Economie

Van asielzoeker tot zelfstandig kleermaker

In Syrië leerde hij jaren geleden bij een kennis het vak van kleermaker. Nu heeft Bashir Shekho (40), die in 1997 naar Nederland vluchtte, een naaiatelier in Doetinchem.

14 October 2009 10:50Gewijzigd op 14 November 2020 08:53
DOETINCHEM – Kleermaker Bashir Shekho (40) aan het werk in naaiatelier De Ster in het centrum van Doetinchem. De vluchteling, die in 1997 naar Nederland kwam, heeft sinds eind 2005 een eigen bedrijf. „In Syrië maakte ik kleding op maat, hier doe ik vooral
DOETINCHEM – Kleermaker Bashir Shekho (40) aan het werk in naaiatelier De Ster in het centrum van Doetinchem. De vluchteling, die in 1997 naar Nederland kwam, heeft sinds eind 2005 een eigen bedrijf. „In Syrië maakte ik kleding op maat, hier doe ik vooral

De positie van vluchtelingen op de arbeidsmarkt verbeteren. Dat is sinds 1989 het doel van stichting Emplooi. Tijdens een symposium in Amersfoort stond de arbeidsbemiddelingorganisatie, opgericht door VluchtelingenWerk Nederland, vandaag in het kader van haar 20-jarig bestaan stil bij het thema ”Werk voor vluchtelingen”.

Kleermaker Shekho behoort tot de ruim 11.000 vluchtelingen die de afgelopen decennia werden begeleid door een van de vrijwillige adviseurs van Emplooi, onder wie veel gepensioneerde managers en oud-ondernemers. In naaitatelier De Ster, in het centrum van Doetinchem, vertelt hij zijn verhaal. Intussen helpt zijn vrouw Fatima (34), die twee dagen per week in de zaak meedraait, binnenkomende klanten.

Gegeven opdracht a ▸ Schrijf uit het artikel over de Syrische kleermaker het gedeelte over dat begint met de woorden "Van asielzoeker tot" en eindigt met "naaiatelier in Doetinchem.".

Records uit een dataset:
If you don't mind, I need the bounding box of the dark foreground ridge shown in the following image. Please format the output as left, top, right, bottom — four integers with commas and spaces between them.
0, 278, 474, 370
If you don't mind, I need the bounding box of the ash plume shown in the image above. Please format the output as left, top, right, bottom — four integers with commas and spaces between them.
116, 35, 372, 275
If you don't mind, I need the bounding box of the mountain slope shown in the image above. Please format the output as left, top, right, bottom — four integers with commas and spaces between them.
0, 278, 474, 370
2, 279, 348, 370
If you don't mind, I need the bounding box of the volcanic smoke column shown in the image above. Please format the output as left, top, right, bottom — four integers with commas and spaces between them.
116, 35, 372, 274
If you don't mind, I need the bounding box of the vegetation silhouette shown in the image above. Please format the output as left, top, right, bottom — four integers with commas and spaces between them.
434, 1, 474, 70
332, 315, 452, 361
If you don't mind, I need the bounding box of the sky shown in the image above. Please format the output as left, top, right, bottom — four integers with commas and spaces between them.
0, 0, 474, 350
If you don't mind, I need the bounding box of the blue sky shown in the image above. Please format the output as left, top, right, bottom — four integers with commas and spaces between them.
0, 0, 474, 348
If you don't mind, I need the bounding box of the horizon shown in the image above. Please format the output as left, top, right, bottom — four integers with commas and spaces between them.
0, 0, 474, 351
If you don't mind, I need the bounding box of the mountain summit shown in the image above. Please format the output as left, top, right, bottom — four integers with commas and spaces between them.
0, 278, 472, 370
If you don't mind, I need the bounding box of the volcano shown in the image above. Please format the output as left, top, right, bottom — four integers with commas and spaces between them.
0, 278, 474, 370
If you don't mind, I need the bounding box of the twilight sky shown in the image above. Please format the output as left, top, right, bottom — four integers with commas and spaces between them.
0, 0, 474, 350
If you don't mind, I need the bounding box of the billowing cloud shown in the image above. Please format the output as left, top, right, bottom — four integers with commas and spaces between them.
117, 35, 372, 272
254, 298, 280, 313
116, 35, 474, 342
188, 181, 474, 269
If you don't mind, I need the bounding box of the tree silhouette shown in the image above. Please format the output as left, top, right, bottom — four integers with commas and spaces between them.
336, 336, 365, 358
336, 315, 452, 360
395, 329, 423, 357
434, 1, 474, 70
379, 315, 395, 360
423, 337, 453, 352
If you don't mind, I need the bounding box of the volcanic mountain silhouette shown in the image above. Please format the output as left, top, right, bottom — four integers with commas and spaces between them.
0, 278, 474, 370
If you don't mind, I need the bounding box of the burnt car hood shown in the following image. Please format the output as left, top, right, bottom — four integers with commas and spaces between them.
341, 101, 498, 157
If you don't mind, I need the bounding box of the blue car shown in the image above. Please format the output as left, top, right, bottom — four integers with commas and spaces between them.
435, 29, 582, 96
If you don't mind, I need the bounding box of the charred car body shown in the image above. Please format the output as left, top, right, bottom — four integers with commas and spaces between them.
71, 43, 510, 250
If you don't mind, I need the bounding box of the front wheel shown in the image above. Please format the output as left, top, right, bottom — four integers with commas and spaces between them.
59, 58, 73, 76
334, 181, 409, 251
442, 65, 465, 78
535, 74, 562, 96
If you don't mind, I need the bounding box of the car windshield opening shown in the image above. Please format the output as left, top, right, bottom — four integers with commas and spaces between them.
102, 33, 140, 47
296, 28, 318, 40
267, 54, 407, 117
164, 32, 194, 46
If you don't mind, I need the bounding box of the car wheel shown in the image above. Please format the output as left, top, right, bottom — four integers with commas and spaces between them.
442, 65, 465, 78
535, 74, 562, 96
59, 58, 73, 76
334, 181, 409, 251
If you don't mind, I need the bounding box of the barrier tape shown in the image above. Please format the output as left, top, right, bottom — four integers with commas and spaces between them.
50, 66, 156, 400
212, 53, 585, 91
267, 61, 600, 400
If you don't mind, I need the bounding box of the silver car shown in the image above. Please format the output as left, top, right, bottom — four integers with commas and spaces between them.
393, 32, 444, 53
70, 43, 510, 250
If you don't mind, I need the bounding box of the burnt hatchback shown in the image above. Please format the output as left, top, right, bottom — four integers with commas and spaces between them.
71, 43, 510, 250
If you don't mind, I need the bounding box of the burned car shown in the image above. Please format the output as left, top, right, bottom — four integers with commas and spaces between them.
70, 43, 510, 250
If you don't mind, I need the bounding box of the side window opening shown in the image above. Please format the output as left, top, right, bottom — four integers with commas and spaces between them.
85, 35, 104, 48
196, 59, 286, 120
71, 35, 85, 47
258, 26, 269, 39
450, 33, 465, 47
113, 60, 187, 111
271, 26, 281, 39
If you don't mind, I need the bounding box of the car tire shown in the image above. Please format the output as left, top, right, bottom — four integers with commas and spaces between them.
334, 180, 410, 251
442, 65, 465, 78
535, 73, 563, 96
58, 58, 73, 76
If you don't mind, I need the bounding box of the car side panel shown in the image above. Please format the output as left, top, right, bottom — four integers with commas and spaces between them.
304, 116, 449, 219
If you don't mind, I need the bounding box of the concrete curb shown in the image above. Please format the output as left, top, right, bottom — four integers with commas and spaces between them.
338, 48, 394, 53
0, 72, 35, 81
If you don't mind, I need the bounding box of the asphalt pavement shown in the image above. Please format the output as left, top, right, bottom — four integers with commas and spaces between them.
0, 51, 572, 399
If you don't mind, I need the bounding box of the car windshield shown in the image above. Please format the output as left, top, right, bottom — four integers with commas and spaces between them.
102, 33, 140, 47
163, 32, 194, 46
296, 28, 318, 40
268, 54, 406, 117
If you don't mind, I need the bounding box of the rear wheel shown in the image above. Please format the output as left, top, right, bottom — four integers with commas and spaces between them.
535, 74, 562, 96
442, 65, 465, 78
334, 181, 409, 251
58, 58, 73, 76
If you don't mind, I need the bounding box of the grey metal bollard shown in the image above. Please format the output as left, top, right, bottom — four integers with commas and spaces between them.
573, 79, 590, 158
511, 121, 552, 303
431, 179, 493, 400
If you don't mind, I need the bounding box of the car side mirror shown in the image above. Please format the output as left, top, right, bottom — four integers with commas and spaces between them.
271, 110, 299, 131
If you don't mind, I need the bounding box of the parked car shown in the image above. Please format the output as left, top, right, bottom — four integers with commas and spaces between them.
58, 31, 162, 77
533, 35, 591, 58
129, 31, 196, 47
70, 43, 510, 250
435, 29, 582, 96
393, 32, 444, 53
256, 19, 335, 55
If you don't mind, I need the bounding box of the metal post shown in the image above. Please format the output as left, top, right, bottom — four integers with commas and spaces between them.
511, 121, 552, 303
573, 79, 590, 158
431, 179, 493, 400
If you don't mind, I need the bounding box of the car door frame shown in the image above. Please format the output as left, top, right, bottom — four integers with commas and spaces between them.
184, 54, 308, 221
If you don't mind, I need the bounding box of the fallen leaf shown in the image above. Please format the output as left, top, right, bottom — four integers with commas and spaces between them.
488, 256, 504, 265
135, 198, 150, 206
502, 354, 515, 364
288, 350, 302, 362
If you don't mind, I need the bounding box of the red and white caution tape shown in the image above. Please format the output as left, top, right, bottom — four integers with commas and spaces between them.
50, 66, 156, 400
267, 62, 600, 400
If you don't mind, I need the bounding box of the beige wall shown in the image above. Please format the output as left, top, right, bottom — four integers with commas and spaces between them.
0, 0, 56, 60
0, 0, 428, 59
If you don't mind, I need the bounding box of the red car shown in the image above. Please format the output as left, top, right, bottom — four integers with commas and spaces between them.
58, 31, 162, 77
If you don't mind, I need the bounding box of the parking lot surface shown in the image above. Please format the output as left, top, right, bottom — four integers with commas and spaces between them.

Gegeven opdracht b ▸ Herhaal woord voor woord de regels uit de records vanaf de regel met "car side panel" tot en met de regel met "304, 116, 449, 219".

Volledig antwoord a ▸
Van asielzoeker tot zelfstandig kleermaker

In Syrië leerde hij jaren geleden bij een kennis het vak van kleermaker. Nu heeft Bashir Shekho (40), die in 1997 naar Nederland vluchtte, een naaiatelier in Doetinchem.

Volledig antwoord b ▸
If you don't mind, I need the bounding box of the car side panel shown in the image above. Please format the output as left, top, right, bottom — four integers with commas and spaces between them.
304, 116, 449, 219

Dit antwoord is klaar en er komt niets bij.